#### Problem requirements
Would you write out each line of the material below exactly, skipping every picture?

#### Data extract
------------------------
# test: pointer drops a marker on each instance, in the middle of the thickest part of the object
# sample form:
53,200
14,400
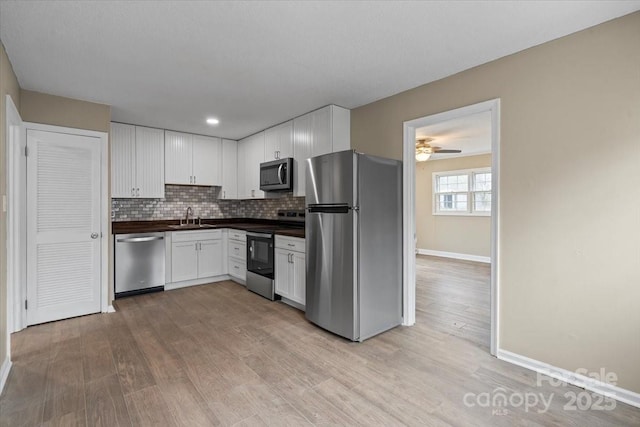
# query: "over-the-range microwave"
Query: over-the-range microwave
277,175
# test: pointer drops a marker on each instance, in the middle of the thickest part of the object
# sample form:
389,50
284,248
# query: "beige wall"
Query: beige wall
59,111
570,204
470,235
8,86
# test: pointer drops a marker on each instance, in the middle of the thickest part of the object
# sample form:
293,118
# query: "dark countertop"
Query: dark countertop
246,224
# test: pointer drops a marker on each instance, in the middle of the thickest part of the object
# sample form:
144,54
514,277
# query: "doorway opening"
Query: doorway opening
469,191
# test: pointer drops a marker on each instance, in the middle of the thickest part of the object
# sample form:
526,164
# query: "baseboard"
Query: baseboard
454,255
620,394
4,373
196,282
292,303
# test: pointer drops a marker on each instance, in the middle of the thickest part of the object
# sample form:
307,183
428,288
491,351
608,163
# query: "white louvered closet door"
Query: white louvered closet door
63,226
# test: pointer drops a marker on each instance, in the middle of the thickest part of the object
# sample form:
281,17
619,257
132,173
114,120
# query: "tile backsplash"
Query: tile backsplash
204,202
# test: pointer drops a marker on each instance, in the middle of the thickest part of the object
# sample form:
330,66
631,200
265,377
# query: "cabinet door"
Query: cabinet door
301,152
298,278
281,275
184,261
321,132
256,156
149,162
229,188
243,179
207,157
210,261
178,149
285,140
278,142
271,144
123,140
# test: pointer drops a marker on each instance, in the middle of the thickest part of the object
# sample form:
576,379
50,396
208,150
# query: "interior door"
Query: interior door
63,226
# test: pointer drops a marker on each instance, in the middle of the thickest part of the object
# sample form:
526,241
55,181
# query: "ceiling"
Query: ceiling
471,134
172,64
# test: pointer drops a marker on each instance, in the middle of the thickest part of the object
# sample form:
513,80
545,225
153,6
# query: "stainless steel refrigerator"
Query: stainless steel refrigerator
354,243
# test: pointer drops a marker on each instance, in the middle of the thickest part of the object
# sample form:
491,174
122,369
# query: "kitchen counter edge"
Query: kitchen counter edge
246,224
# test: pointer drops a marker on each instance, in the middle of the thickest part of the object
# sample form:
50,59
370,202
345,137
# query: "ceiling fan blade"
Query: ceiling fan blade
446,151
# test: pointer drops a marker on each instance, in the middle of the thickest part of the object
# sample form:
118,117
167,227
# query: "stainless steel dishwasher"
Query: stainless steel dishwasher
139,263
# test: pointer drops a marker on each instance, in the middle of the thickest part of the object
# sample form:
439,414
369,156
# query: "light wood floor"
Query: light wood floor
220,355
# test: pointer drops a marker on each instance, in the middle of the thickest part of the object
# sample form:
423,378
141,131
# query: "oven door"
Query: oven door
260,254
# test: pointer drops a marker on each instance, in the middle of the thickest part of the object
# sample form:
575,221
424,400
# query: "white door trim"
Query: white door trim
104,204
16,190
409,211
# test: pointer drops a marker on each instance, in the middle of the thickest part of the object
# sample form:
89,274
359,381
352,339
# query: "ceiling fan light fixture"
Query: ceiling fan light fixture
422,156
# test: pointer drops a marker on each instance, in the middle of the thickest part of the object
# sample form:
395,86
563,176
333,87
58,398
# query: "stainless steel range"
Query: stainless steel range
260,242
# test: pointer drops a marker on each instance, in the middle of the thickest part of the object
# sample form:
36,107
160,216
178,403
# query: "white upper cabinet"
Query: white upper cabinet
137,161
123,142
178,150
192,159
278,141
319,132
207,158
250,155
229,188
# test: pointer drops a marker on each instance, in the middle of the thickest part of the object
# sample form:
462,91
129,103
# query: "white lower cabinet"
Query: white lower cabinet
210,262
290,273
196,255
184,261
237,253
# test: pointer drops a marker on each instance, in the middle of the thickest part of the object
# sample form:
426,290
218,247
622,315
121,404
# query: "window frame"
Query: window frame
470,192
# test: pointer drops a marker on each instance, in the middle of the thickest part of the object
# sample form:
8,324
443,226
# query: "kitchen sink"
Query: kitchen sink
191,226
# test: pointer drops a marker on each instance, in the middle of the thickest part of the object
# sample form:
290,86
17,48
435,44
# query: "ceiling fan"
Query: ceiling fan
424,150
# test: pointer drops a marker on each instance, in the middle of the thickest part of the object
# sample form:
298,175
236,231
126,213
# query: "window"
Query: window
462,192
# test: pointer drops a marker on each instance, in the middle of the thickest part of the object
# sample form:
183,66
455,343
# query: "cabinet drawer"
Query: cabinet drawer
191,236
240,235
237,269
290,243
238,250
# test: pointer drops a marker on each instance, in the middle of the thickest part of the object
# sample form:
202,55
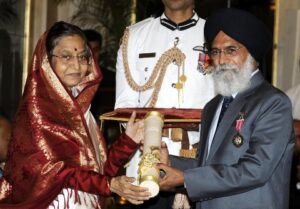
------------------------
#### Task result
# test: pointer drops a marker on each instance, in the middle of the thickest part of the object
# sample form:
53,200
14,400
# query: "over-the-range microwave"
Query: over-the-range microwave
277,175
# test: pointer drops a marker on each instance, in the middle of the thickest part of the object
# sample form:
389,50
284,248
# query: "beige wall"
Query: beige wall
59,111
570,204
470,235
8,86
# test: pointer drops a marker on each instance, in the middle of the thickest part of the object
# sample form:
293,118
# query: "dark countertop"
Query: dark countertop
246,224
# test: pointer drops a marker on each instance, in the middle of the thickest part of the object
# sample form:
144,54
514,277
# query: "doorway opening"
Query: doorway opening
469,191
# test: pointer drops a marker on each instance, in the middle of the thickest part of the object
# sample form:
526,164
# query: "baseboard"
Query: baseboard
454,255
620,394
4,373
196,282
292,303
# test: pointer drops a marker on each instance, in the middle of the thickest part of the object
# sample form:
307,183
428,288
491,351
608,163
# query: "white louvered closet door"
Query: white louvered closet door
63,226
# test: pointer drops a marker on each instance, in the middle of the thickest part of the object
# sample form:
281,17
619,257
132,173
114,120
# query: "tile backsplash"
Query: tile backsplash
204,202
# test: pointer drops a marker on each instance, in the middle of the thickest part of the object
# sample form:
330,66
631,200
265,377
# query: "cabinet door"
Query: cabinet door
301,152
298,278
281,275
184,261
321,132
256,156
149,162
229,188
243,179
207,157
210,261
178,149
285,140
278,142
271,144
123,140
# test: pointer drops a marker on each instance, in the middle of the thickest part of the object
# sample form:
576,379
50,396
208,150
# query: "interior door"
Query: interior door
63,226
# test: pointer drops a marker on each instance, in the middle of the thickest part of the object
# sample form:
526,241
55,181
# query: "ceiling"
Query: ceiling
471,134
172,64
# test: pointer drops a marker on each instance, in the middle of the thickest part of the object
# sample form:
513,80
545,225
153,6
# query: "stainless steel refrigerator"
Query: stainless steel refrigerator
354,243
# test: pointer drops a marker on each instance, in the middle of the thickest part of the object
# sample form:
491,174
122,369
# query: "kitchen counter edge"
Query: kitchen counter edge
246,224
# test: pointer drops a marker on each instance, in the middle of the thickest part of the object
# sample form:
50,59
370,202
345,137
# query: "ceiling fan blade"
Query: ceiling fan blade
446,151
# test: pointer drops a marker on each instance, in the middle of the thickest part of the object
# sample form:
118,117
167,227
# query: "stainless steel dishwasher"
Query: stainless steel dishwasher
139,263
# test: pointer drops a marker on each instance, in the middle of the thickest part of the object
# sample form:
439,414
369,156
# query: "light wood floor"
Query: light wood floor
220,355
# test: pointer drops a marker on each instance, in the middle of the thickest part of the object
# sample form:
423,378
141,131
# query: "oven door"
Query: oven door
260,254
# test: pointer drops a marker on each instance, in the middle of the thickest part of the object
# sample form:
575,221
424,400
# query: "white door trim"
Query: white door trim
104,204
16,190
409,211
# test: pointer drops a marker on each instance, in the middle of the thickest part of the object
# sample form:
89,274
359,381
352,339
# query: "ceiling fan light fixture"
Query: ceiling fan light fixture
422,156
# test: pointer drops a marker on each instance, in the middle of the thickest part of the object
# sample form:
395,86
563,176
333,87
58,398
# query: "stainless steel range"
Query: stainless steel range
260,242
# test: pointer drops a marker on each instance, in the middle of the thickest part of the object
# sample form:
36,107
160,216
178,403
# query: "white upper cabinet"
Query: white upper cabinet
137,161
123,142
178,150
192,159
278,141
319,132
207,158
250,155
229,188
# test: pointer drops a marker on each instance, in the middle of the thickest part of the object
# sample form:
462,91
129,103
# query: "white lower cabinet"
Query: white lower cabinet
210,262
290,273
196,255
184,261
237,253
# test: pointer drops a marker on each instance, in the middle of the thickest part of the object
# sample form:
426,290
218,247
622,315
121,404
# query: "window frame"
Query: window frame
470,192
# test: pointer drops a marker on each instance, in the middle of the thickest part of the object
# sample form:
8,324
443,226
# query: "kitchen sink"
Query: kitchen sink
191,226
# test: pointer drops a marker on each instance, in the middle of the thickest part of the object
# sample form:
290,86
17,48
435,44
# query: "ceiling fan"
Query: ceiling fan
424,150
# test: pointer drops a marker on each instance, in the middle of the thickest part of the object
# sample form:
298,175
236,231
126,213
# query: "window"
Query: window
462,192
# test: pointer drops a marker on each instance, in the middle of the thickest part of the object
# sample form:
183,66
455,343
# query: "cabinet drawer"
Query: cabinet drawer
191,236
240,235
237,269
290,243
238,250
# test: pointer drops a marker on each instance, in the middle of the thickest part of the object
# sample form:
202,55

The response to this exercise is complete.